The data:

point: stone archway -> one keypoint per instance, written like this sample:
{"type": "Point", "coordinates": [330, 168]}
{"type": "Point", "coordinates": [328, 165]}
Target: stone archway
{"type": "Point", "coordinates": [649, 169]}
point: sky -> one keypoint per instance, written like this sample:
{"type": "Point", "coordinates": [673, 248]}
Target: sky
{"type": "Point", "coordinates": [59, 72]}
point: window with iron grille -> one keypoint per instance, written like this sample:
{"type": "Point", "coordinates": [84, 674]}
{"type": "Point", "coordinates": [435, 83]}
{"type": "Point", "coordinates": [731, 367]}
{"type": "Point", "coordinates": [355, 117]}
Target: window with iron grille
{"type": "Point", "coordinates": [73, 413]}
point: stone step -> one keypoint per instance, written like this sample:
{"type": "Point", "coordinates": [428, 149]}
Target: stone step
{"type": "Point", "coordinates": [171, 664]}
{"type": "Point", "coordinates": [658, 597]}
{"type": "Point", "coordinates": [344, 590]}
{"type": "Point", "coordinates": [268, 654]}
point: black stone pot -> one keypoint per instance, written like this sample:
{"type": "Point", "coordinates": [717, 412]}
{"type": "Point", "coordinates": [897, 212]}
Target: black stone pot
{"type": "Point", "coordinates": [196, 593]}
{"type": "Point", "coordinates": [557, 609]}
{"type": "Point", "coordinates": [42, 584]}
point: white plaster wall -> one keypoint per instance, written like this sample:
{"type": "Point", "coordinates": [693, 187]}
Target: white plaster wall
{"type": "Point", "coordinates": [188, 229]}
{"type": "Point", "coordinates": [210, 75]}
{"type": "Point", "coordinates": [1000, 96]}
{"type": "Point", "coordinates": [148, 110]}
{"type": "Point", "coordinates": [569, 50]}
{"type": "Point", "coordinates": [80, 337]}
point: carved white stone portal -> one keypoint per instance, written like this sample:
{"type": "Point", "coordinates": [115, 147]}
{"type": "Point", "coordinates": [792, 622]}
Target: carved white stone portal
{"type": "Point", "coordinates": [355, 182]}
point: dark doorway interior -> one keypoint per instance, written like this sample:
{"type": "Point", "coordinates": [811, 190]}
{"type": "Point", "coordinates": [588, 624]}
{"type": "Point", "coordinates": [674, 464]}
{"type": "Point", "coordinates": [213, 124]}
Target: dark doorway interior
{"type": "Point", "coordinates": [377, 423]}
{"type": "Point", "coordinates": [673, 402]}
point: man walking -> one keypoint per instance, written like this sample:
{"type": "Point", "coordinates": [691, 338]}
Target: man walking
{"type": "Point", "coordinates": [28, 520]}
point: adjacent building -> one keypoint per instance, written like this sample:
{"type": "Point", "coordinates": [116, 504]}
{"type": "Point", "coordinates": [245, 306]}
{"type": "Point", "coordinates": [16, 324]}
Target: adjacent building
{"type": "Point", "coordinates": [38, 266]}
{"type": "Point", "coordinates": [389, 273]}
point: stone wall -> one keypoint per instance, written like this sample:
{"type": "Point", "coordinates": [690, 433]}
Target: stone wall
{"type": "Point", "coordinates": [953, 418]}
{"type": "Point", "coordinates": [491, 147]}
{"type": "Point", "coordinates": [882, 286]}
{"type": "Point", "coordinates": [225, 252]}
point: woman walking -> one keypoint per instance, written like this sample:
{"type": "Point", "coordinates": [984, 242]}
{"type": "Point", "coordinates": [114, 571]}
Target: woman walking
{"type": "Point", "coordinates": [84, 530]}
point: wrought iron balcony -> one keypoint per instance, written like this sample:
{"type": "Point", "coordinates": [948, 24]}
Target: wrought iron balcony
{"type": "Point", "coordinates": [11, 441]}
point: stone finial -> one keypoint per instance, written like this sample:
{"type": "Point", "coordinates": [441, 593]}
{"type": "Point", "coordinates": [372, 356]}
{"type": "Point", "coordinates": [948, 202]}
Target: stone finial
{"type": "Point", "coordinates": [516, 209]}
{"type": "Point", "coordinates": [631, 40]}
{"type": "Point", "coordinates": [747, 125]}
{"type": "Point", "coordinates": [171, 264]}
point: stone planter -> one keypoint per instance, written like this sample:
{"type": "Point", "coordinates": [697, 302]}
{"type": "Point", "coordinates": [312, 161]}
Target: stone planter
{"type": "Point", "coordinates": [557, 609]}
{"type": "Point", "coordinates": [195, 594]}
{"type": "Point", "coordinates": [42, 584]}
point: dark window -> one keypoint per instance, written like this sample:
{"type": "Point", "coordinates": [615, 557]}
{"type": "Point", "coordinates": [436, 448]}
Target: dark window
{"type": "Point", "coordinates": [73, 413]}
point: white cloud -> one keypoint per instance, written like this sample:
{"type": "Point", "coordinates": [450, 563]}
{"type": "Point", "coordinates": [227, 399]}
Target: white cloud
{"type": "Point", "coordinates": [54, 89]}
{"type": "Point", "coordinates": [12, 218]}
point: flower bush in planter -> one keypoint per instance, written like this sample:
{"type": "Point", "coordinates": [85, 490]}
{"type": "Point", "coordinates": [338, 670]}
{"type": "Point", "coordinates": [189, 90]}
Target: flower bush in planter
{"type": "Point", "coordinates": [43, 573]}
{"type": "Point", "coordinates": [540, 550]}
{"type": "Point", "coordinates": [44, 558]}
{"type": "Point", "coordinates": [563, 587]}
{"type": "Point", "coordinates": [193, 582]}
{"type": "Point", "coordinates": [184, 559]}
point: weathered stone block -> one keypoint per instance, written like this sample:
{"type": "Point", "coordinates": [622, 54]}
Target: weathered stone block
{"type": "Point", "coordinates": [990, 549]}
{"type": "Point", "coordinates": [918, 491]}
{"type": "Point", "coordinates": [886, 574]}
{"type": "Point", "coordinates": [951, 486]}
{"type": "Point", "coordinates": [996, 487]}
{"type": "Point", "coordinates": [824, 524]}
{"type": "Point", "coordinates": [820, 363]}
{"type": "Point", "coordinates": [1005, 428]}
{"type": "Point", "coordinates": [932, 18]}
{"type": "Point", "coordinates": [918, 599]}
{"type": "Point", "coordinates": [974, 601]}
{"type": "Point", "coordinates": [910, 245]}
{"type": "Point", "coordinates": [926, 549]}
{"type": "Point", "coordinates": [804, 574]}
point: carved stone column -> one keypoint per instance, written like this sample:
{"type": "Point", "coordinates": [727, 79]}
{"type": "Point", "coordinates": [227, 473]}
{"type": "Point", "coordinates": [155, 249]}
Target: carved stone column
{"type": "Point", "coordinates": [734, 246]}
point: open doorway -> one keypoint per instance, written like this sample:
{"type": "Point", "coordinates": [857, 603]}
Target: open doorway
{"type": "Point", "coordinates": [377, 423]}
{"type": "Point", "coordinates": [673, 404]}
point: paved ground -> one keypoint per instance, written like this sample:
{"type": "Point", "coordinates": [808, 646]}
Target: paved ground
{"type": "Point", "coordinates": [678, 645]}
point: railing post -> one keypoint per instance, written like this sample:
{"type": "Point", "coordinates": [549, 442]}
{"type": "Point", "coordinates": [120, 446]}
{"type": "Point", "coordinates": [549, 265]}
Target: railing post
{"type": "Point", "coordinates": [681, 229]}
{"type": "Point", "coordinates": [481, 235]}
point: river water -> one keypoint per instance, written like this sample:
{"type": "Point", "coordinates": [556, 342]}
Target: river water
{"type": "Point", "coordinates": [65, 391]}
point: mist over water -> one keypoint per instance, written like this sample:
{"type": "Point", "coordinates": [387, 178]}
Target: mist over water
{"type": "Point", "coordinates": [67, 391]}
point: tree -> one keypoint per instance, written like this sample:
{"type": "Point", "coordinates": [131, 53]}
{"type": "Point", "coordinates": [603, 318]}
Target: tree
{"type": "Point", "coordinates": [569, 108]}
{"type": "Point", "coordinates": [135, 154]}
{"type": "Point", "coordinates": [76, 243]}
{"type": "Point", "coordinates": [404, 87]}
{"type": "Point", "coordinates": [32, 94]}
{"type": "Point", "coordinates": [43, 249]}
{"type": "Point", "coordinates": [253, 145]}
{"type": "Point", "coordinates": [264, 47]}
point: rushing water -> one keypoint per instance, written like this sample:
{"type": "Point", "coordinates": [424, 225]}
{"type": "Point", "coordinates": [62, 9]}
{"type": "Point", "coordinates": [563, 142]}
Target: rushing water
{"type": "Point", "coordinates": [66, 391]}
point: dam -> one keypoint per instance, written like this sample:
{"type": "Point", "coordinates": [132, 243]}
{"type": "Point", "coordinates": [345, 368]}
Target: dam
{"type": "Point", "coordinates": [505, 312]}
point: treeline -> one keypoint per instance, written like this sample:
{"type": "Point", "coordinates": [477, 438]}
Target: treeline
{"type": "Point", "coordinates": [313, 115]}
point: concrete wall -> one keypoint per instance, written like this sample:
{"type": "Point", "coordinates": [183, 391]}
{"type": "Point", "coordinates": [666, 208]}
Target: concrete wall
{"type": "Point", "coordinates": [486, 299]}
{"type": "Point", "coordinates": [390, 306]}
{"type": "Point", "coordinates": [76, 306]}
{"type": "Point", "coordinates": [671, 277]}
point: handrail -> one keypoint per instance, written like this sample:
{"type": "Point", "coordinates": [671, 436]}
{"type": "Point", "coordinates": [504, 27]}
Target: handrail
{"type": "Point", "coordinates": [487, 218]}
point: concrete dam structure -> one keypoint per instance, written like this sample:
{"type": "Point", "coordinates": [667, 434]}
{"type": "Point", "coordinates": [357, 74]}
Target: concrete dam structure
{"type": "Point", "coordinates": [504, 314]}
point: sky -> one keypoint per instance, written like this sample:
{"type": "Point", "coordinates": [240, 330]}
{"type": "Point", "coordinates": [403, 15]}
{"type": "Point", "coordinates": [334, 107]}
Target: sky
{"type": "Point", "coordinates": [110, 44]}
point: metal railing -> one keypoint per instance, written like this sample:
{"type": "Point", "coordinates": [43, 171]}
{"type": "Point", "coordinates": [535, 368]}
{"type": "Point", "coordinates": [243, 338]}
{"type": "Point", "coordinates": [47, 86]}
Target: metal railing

Assignment: The response must contain each line above that holds the string "metal".

Result for this task:
point: metal railing -> one keypoint per instance, written like this sample:
Target: metal railing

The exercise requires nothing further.